>>>
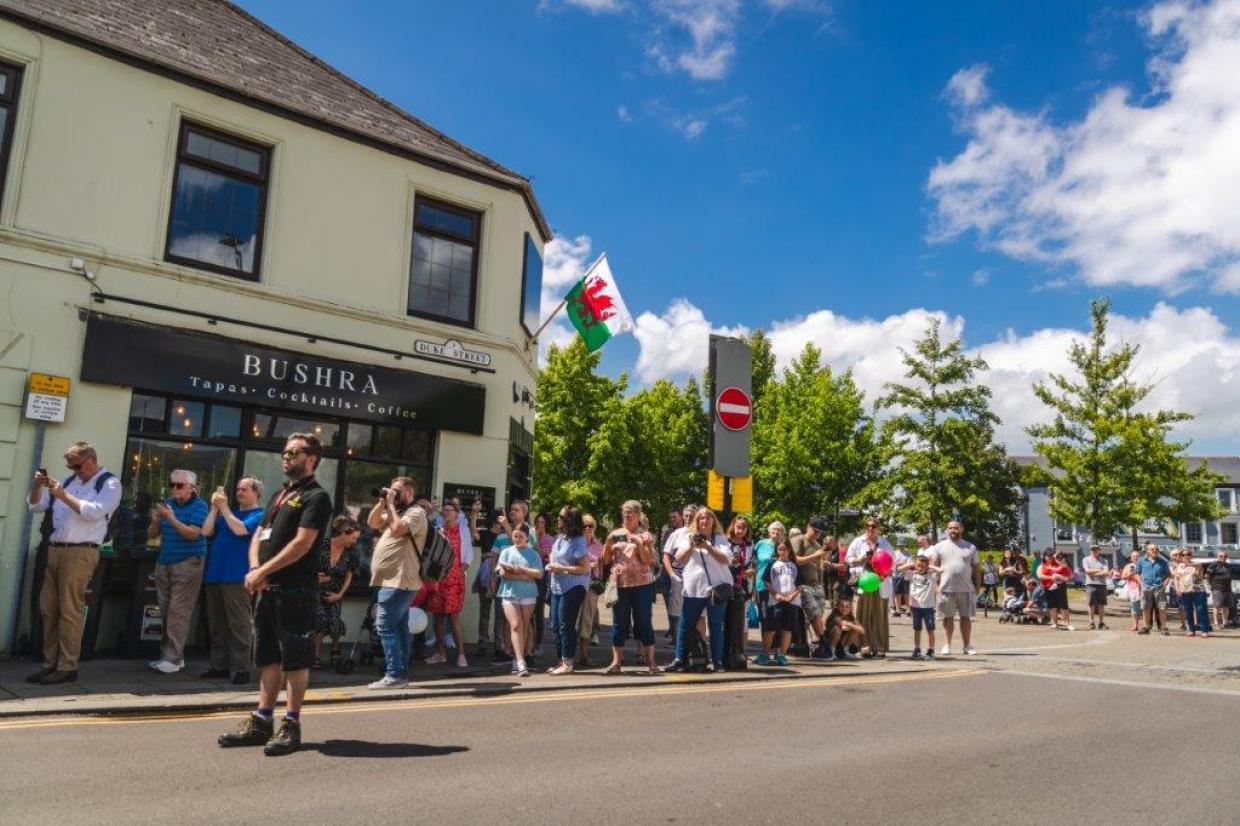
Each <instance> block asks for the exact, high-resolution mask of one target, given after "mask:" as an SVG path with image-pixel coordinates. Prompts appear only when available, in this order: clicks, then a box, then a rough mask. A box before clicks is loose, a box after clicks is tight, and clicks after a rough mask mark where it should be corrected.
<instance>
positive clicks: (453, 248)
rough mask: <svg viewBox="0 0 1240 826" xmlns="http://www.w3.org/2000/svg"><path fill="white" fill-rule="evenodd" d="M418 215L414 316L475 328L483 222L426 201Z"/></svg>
mask: <svg viewBox="0 0 1240 826" xmlns="http://www.w3.org/2000/svg"><path fill="white" fill-rule="evenodd" d="M413 212H414V221H413V260H412V263H410V272H409V306H408V310H409V315H418V316H422V318H425V319H434V320H435V321H446V322H448V324H459V325H461V326H466V327H472V326H474V296H475V293H476V290H477V247H479V238H480V228H481V224H482V216H481V215H479V213H477V212H471V211H469V210H463V208H460V207H454V206H449V205H446V203H441V202H439V201H430V200H428V198H422V197H419V198H418V200H417V201H415V202H414V208H413Z"/></svg>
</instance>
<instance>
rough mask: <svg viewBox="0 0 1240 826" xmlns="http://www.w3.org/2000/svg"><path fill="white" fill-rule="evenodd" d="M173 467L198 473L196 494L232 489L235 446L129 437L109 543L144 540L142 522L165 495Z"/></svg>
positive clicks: (129, 545) (234, 456)
mask: <svg viewBox="0 0 1240 826" xmlns="http://www.w3.org/2000/svg"><path fill="white" fill-rule="evenodd" d="M174 470H190V471H193V474H195V475H197V477H198V496H201V497H203V499H210V497H211V494H212V491H215V490H216V489H217V487H223V489H224V490H232V481H233V479H234V474H236V471H237V449H236V448H227V446H222V445H208V444H197V443H192V442H156V440H154V439H145V438H130V439H129V442H128V444H126V446H125V469H124V473H123V474H122V477H120V481H122V485H123V486H124V495H123V499H122V504H120V508H122V510H120V516H122V520H120V527H119V528H118V532H117V537H115V538H114V540H113V544H114V547H115V548H117V549H128V548H135V547H138V548H140V547H143V546H145V544H146V526H148V525H149V523H150V513H151V508H153V507H154V505H155V501H156V500H164V499H167V497H169V496H170V495H171V494H170V489H169V476H170V474H171V473H172V471H174Z"/></svg>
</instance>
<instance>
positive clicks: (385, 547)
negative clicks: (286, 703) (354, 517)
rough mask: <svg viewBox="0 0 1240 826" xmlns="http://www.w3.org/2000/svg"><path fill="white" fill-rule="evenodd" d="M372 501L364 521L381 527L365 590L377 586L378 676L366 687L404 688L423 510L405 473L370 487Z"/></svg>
mask: <svg viewBox="0 0 1240 826" xmlns="http://www.w3.org/2000/svg"><path fill="white" fill-rule="evenodd" d="M373 494H374V496H376V499H377V501H376V502H374V507H372V508H371V513H370V516H367V517H366V523H367V525H370V526H371V528H373V530H374V531H382V532H383V535H382V536H379V538H378V541H377V542H376V543H374V554H373V557H372V558H371V588H378V589H379V590H378V594H377V604H378V614H377V616H376V619H374V630H376V631H377V633H378V635H379V642H382V644H383V672H384V673H383V677H382V678H379V680H376V681H374V682H372V683H370V686H368V687H370V688H405V687H407V686H408V685H409V656H410V654H412V651H410V649H412V647H413V640H412V637H410V634H409V604H410V603H413V597H414V594H415V593H417V592H418V589H419V588H422V575H420V573H422V569H420V561H419V558H418V556H419V553H420V549H422V548H423V547H425V542H427V531H428V528H429V522H428V520H427V512H425V511H424V510H423V508H422V507H419V506H417V505H414V504H413V502H414V500H415V497H417V490H415V489H414V484H413V480H412V479H409V477H408V476H397V477H396V479H393V480H392V484H391V485H389V486H387V487H378V489H376V490H374V491H373Z"/></svg>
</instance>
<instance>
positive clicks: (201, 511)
mask: <svg viewBox="0 0 1240 826" xmlns="http://www.w3.org/2000/svg"><path fill="white" fill-rule="evenodd" d="M164 504H165V505H167V506H169V507H171V508H172V515H174V516H175V517H176V518H177V520H179V521H180V522H181V525H196V526H198V527H202V523H203V522H205V521H206V518H207V502H206V501H205V500H203V499H202V497H200V496H192V497H191V499H190V501H187V502H186V504H185V505H177V502H176V500H175V499H169V500H166V501H165V502H164ZM206 553H207V537H205V536H202V535H201V533H200V535H198V538H197V540H186V538H185V537H182V536H181V535H180V533H177V532H176V528H174V527H172V526H171V525H169V522H167V520H162V518H161V520H160V548H159V559H157V562H159V563H160V564H161V566H170V564H172V563H176V562H185V561H186V559H188V558H191V557H201V556H205V554H206Z"/></svg>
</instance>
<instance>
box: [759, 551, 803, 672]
mask: <svg viewBox="0 0 1240 826" xmlns="http://www.w3.org/2000/svg"><path fill="white" fill-rule="evenodd" d="M804 588H805V580H804V579H802V578H801V567H800V566H797V564H796V562H794V561H792V546H791V544H790V543H789V541H787V540H784V541H782V542H780V543H779V547H777V548H775V562H773V563H771V567H770V568H768V569H766V592H768V593H769V594H770V602H769V603H768V606H766V613H768V623H766V629H765V630H764V631H763V654H760V655H759V656H758V659H756V660H755V662H756V664H758V665H770V664H771V657H770V654H768V652H769V651H770V650H771V647H773V645H774V642H775V635H776V634H779V646H777V651H776V654H775V660H774V662H775V665H781V666H782V665H787V646H789V645H791V642H792V629H794V628H796V615H797V611H800V610H801V592H802V590H804Z"/></svg>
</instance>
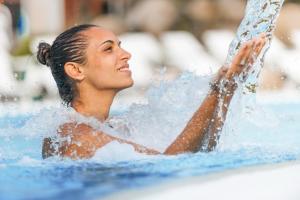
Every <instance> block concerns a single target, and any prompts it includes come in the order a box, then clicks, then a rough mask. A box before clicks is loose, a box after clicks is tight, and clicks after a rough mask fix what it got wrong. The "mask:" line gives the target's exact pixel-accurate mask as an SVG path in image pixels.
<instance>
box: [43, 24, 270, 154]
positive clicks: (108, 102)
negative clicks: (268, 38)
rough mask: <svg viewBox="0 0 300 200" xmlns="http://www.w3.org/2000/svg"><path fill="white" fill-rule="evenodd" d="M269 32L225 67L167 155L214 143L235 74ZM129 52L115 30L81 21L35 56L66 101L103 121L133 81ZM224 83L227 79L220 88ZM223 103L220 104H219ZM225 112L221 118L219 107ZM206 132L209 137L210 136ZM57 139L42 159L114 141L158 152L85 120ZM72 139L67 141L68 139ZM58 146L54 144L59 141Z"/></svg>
mask: <svg viewBox="0 0 300 200" xmlns="http://www.w3.org/2000/svg"><path fill="white" fill-rule="evenodd" d="M265 40H266V39H265V36H261V37H260V38H257V39H253V40H251V41H249V42H247V43H245V44H244V45H243V46H242V47H241V49H240V50H239V52H238V54H237V55H236V56H235V58H234V60H233V63H232V64H231V66H230V67H229V68H228V69H225V68H222V69H221V70H220V71H219V73H218V75H217V77H216V79H215V80H214V81H213V82H212V84H211V91H210V92H209V94H208V95H207V97H206V98H205V99H204V101H203V102H202V104H201V105H200V107H199V108H198V110H197V111H196V112H195V114H194V115H193V117H192V118H191V119H190V121H189V122H188V123H187V125H186V127H185V128H184V130H183V131H182V133H181V134H179V136H178V137H177V138H176V139H175V141H174V142H173V143H172V144H171V145H170V146H169V147H168V148H167V149H166V150H165V151H164V152H162V153H163V154H169V155H170V154H173V155H174V154H179V153H185V152H196V151H199V150H200V149H201V147H202V145H203V141H204V138H205V137H208V138H209V143H208V148H207V150H212V149H213V148H214V146H215V145H216V140H217V139H218V133H219V131H220V130H221V128H222V126H223V123H224V119H225V117H226V112H227V106H228V105H229V103H230V101H231V98H232V96H233V94H234V91H235V89H236V87H237V84H236V83H235V81H234V77H235V76H238V75H239V74H240V73H241V72H242V71H243V70H244V71H245V69H246V68H247V66H250V65H251V63H253V62H254V59H253V58H254V56H255V55H258V54H259V53H260V51H261V49H262V48H263V46H264V44H265ZM130 57H131V55H130V53H128V52H127V51H125V50H124V49H122V47H121V42H120V41H119V40H118V38H117V37H116V35H115V34H113V33H112V32H111V31H109V30H106V29H104V28H101V27H98V26H95V25H79V26H75V27H73V28H70V29H69V30H67V31H65V32H63V33H62V34H60V35H59V36H58V37H57V38H56V39H55V41H54V42H53V44H52V46H50V45H49V44H47V43H44V42H41V43H40V44H39V46H38V54H37V58H38V60H39V62H40V63H42V64H44V65H47V66H49V67H50V68H51V72H52V74H53V77H54V79H55V81H56V83H57V87H58V90H59V94H60V96H61V98H62V100H63V102H64V103H65V104H66V105H68V106H71V107H73V108H74V109H75V110H76V111H77V112H78V113H80V114H82V115H84V116H89V117H94V118H96V119H98V120H99V121H100V122H103V121H105V120H106V119H107V118H108V115H109V110H110V106H111V104H112V102H113V99H114V97H115V96H116V94H117V93H118V92H119V91H121V90H123V89H125V88H128V87H131V86H132V85H133V80H132V78H131V71H130V69H129V65H128V60H129V59H130ZM220 82H222V83H225V84H224V86H223V87H222V89H221V88H220V87H219V85H220ZM220 102H221V106H220ZM220 109H221V110H222V111H223V116H218V115H217V112H218V111H219V110H220ZM207 134H208V135H207ZM57 135H58V138H59V139H58V140H56V141H53V140H54V139H53V138H52V139H51V138H46V139H45V140H44V144H43V158H47V157H49V156H52V155H59V156H61V157H69V158H72V159H78V158H80V159H82V158H90V157H92V156H93V155H94V154H95V152H96V151H97V149H100V148H102V147H103V146H105V145H106V144H108V143H109V142H112V141H118V142H120V143H126V144H129V145H132V146H133V147H134V149H135V150H136V151H137V152H141V153H146V154H160V153H161V152H158V151H156V150H154V149H150V148H147V147H144V146H141V145H139V144H136V143H133V142H131V141H127V140H124V139H120V138H117V137H114V136H111V135H108V134H107V133H104V132H102V131H99V130H94V129H93V128H92V127H90V126H89V125H87V124H84V123H76V122H72V123H66V124H63V125H62V126H61V127H60V129H59V131H58V133H57ZM64 138H68V139H64ZM54 144H55V145H57V147H58V148H54V146H55V145H54Z"/></svg>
<<<
◆ The problem ◆
Locate the word "negative" in the entries, and copy every line where it is found.

◆ Response ◆
negative clicks: (286, 703) (354, 517)
negative clicks: (268, 38)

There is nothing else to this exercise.